Data entries
....
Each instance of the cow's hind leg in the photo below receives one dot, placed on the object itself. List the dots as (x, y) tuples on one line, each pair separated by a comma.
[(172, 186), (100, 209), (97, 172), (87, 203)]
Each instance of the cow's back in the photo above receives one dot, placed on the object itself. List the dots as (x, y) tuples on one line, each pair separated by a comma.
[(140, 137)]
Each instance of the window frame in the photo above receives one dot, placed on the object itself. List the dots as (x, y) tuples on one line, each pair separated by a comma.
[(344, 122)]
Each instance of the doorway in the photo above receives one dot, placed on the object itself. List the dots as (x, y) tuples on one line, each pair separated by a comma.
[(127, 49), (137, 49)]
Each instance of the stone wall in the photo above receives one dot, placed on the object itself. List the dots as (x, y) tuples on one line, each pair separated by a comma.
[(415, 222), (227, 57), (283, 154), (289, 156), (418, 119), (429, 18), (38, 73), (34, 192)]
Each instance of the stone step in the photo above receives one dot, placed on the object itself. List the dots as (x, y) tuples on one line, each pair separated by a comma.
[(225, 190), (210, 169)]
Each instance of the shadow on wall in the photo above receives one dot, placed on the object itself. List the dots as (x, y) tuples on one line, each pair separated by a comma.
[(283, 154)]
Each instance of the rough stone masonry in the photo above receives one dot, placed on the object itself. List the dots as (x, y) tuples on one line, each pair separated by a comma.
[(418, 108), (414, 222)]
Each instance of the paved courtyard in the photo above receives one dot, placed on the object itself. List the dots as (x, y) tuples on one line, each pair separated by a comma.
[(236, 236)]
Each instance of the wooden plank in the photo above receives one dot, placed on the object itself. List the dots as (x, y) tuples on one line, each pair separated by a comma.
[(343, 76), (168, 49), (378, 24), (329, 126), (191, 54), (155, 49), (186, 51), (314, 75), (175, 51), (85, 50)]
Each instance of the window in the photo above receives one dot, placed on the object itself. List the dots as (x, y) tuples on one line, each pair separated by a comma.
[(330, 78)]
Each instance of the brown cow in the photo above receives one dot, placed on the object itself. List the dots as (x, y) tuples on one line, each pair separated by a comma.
....
TASK INSTRUCTIONS. With nothing left out, return each entry exactly.

SOLUTION.
Each instance of the cow's hind leg in the photo below receives one dot, placed on the object itself. List the dots as (x, y) tuples on one line, each pair separated by a comma.
[(172, 186), (100, 209), (97, 172), (87, 203)]
Each instance of the cow's back in the photo above receives one dot, placed on the object itself. List the dots as (x, y) tuples on one line, each pair separated by a comma.
[(140, 137)]
Each instance of the window frame in the photo above receives one dot, placed on the object itself. List the dots as (x, y) tuples on one line, each pair separated by a comma.
[(344, 122)]
Each instance of the doorway in the photo above receives one dot, placed on the object itself. List the dots as (x, y) tuples on one line, each pair separated by a comma.
[(127, 49), (137, 49)]
Each instance of the stone wall in the photo above receives one dot, placed on the object itself. List the dots as (x, y) tuples on one line, each pair separated by a comma.
[(415, 222), (227, 57), (283, 154), (289, 156), (418, 119), (429, 18), (38, 73), (34, 192)]
Each instance of the stone step in the photo above receives one dot, placed on the object itself. List the dots as (x, y) tuples on one line, each pair separated by a comma.
[(225, 190), (210, 169)]
Each instance of the shadow on wall in the photo above receives one dot, placed on the object itself. List the dots as (x, y) tuples on one line, each pair separated by a comma.
[(283, 154)]
Each instance of the rough stone masonry in the photo above receives one dot, placed on the object itself. List the dots as (x, y) tuples on one line, each pair separated by a comma.
[(418, 108), (414, 222)]
Each instance of the paved courtyard in the photo above receives one dot, placed on the object itself. List the dots as (x, y) tuples on one line, each pair separated by a comma.
[(236, 236)]
Each instance of the wooden plank in the photo above receives one dot, placed on the object itself. List the dots as (x, y) tuples on one line, each pair separated by a comma.
[(343, 76), (168, 49), (378, 24), (329, 126), (191, 54), (155, 49), (186, 51), (314, 75), (175, 51), (85, 50)]
Each instance of the window in the photo above receives one dot, placed on the object itself. List the dots as (x, y) tuples on one line, each pair separated by a comma.
[(330, 78)]
Each instance of the brown cow in the photo above receives one dot, placed on the object itself. List the dots as (x, y) tuples on one line, each pair separated by a comma.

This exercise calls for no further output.